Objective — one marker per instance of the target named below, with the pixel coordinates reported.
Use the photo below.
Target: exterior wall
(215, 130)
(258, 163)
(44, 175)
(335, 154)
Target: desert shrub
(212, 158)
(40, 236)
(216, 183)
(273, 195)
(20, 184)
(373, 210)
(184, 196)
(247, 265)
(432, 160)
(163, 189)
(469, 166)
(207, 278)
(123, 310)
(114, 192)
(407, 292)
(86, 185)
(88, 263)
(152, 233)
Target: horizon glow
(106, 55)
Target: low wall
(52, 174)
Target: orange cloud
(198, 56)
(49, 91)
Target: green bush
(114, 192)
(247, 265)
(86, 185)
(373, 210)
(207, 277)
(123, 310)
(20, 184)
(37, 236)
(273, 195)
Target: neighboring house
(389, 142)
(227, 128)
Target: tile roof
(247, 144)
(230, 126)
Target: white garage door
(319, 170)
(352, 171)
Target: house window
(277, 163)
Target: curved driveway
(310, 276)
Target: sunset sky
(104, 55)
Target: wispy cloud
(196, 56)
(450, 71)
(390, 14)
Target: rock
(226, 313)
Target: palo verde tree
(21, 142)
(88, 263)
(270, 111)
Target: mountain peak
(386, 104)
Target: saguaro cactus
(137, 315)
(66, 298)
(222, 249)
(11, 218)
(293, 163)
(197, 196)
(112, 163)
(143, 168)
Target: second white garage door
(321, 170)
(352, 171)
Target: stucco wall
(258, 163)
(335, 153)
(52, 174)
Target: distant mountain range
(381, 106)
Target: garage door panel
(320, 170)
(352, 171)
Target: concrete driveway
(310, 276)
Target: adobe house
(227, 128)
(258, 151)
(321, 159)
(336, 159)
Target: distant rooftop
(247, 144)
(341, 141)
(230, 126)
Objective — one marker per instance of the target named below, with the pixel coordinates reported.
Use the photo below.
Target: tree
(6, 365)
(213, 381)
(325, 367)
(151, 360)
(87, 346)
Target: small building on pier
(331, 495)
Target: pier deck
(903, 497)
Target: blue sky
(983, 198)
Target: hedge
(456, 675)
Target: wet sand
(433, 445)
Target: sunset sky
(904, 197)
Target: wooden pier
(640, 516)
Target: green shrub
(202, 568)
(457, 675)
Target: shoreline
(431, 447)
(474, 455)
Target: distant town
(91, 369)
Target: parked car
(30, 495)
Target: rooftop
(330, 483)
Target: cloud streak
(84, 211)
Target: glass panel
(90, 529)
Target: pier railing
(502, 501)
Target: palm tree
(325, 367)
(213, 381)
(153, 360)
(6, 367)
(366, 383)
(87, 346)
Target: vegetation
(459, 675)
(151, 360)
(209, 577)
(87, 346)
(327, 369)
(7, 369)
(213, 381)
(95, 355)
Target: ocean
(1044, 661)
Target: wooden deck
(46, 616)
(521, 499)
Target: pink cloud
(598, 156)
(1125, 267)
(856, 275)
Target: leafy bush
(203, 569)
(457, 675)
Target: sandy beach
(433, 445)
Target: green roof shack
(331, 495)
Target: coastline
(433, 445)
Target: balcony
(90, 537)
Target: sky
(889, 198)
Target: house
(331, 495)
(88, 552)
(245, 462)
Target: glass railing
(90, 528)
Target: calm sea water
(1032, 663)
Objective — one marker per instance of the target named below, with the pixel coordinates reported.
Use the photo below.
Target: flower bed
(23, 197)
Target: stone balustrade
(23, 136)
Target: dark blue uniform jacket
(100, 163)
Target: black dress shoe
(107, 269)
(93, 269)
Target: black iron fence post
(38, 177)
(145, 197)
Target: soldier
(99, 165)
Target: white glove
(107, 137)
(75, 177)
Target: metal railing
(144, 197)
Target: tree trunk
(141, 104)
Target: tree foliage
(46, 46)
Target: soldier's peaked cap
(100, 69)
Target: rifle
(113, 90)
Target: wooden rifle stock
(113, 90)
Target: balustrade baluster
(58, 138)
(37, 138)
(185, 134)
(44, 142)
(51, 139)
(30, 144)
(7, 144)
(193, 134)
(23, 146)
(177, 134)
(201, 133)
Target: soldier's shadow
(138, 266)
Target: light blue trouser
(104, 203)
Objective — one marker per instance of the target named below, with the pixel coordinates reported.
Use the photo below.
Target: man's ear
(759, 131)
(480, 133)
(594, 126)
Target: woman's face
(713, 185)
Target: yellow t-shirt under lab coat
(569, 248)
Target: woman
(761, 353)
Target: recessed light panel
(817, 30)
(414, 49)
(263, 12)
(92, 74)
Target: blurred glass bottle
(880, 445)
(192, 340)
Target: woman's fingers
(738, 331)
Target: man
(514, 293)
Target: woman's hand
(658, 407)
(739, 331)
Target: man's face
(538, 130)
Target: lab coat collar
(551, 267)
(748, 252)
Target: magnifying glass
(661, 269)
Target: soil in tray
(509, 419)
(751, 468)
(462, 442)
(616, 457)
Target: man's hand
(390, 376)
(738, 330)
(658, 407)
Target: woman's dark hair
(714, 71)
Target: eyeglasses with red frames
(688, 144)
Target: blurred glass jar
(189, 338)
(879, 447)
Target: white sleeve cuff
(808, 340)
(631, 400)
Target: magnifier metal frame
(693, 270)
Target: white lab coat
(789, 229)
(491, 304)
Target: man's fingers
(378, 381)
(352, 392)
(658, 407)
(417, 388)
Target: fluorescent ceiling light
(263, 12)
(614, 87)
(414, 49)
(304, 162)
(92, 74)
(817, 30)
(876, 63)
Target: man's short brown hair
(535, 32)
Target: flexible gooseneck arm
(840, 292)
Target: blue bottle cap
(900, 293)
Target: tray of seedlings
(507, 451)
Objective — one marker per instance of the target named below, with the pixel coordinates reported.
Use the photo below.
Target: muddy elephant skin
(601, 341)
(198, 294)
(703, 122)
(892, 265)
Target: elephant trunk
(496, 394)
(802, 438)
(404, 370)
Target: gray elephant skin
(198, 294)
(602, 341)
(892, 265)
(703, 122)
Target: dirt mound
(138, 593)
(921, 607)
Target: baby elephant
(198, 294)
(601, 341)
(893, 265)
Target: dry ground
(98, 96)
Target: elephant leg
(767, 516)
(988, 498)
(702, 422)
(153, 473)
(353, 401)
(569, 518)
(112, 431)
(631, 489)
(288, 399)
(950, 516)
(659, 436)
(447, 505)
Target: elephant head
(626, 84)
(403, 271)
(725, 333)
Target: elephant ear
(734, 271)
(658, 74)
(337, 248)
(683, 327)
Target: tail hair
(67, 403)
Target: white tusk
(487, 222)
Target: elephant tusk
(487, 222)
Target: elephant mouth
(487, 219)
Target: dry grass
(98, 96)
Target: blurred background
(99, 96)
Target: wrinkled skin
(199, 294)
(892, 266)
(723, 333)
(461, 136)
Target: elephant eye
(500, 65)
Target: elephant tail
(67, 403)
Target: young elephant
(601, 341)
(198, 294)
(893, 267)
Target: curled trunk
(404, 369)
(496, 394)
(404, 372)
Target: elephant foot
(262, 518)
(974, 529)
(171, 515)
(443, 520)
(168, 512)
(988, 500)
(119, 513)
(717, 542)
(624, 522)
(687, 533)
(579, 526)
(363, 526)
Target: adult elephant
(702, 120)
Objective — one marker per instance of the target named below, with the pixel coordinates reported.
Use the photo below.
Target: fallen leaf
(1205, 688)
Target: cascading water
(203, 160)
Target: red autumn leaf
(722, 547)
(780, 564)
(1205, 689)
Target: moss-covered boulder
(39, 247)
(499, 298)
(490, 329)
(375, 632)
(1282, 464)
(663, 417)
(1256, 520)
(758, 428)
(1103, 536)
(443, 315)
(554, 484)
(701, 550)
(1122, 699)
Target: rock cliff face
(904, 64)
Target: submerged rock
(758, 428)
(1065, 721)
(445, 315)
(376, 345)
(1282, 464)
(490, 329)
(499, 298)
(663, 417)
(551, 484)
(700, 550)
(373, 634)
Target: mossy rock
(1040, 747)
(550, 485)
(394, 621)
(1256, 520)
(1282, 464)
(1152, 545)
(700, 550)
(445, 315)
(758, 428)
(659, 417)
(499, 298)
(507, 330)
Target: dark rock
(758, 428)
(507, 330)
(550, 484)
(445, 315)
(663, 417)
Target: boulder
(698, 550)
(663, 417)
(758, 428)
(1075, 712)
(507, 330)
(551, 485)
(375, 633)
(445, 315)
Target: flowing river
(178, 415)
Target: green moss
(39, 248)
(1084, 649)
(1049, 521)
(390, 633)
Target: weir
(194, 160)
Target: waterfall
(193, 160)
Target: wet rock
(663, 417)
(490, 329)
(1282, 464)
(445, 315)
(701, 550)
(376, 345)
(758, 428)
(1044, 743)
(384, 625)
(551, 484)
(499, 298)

Your task: Repeat exactly the lines above from the line that contains "Target: rock cliff face" through the end. Include both of these ends; leave out everything else.

Exercise response:
Target: rock cliff face
(904, 64)
Target: submerged rock
(758, 428)
(1065, 721)
(445, 315)
(376, 345)
(1282, 464)
(490, 329)
(499, 298)
(663, 417)
(551, 484)
(700, 550)
(373, 634)
Target: mossy rock
(1040, 747)
(550, 485)
(394, 621)
(1256, 520)
(1282, 464)
(1152, 545)
(700, 550)
(445, 315)
(758, 428)
(659, 417)
(499, 298)
(507, 330)
Target: dark rock
(758, 428)
(507, 330)
(550, 484)
(445, 315)
(663, 417)
Target: boulder
(698, 550)
(663, 417)
(758, 428)
(1075, 712)
(507, 330)
(551, 485)
(375, 633)
(445, 315)
Target: flowing river
(178, 415)
Target: green moss
(39, 248)
(1084, 649)
(1049, 521)
(390, 633)
Target: weir
(194, 160)
Target: waterfall
(193, 160)
Target: wet rock
(663, 417)
(490, 329)
(1282, 464)
(445, 315)
(701, 550)
(376, 345)
(758, 428)
(1044, 743)
(384, 625)
(551, 484)
(499, 298)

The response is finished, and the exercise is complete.